Render the stretch of the records below, from the line containing "Task: Tag the green katydid" through the end of the records, as a JSON list of strings with one string per line and blank lines omitted. Leave the pictures out of the answer.
* start *
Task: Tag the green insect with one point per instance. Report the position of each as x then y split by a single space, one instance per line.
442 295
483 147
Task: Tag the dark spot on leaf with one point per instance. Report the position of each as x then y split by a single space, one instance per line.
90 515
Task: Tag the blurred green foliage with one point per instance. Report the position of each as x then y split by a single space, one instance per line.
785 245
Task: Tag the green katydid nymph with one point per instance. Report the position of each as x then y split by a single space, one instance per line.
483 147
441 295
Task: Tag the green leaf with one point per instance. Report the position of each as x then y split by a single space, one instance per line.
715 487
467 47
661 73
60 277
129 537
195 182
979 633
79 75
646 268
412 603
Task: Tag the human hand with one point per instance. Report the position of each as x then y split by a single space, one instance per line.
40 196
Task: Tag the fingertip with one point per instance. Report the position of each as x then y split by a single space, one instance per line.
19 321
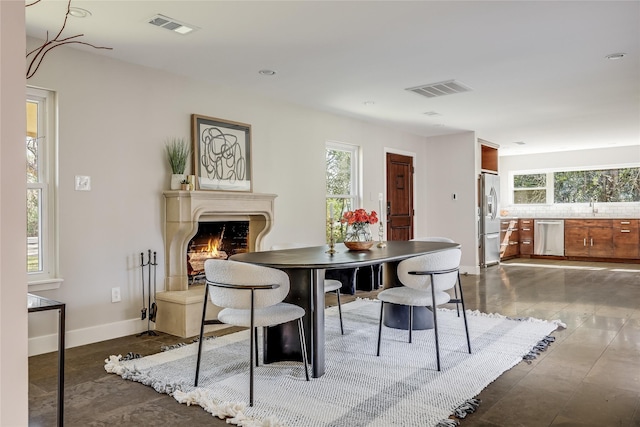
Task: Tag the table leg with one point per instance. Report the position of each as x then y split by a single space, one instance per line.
281 342
61 350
* end *
• [Answer for the task]
[
  "Task: Tag the green katydid nymph with one point per instance. Report the position of each as x then y split by a single space, one instance per line.",
  "483 147",
  "441 295",
  "Task: Tag the green leaf with one point per instance. Report the position of each as x then y split by a single space, one instance per line.",
  "715 487",
  "467 47",
  "661 73",
  "60 277",
  "129 537",
  "195 182",
  "979 633",
  "79 75",
  "646 268",
  "412 603",
  "Task: Tag the human hand with one point per instance. Report the position of each as x then y split by a single space, one instance per line.",
  "40 196",
  "Task: Tag the fingertip with one point per instance. Report the position of each as x then y split by a single space, one instance per line.",
  "19 321",
  "Task: Tag the table leg with one point per instance. Report the position of each as x then y split by a single space, one instance per line.",
  "281 342",
  "61 350"
]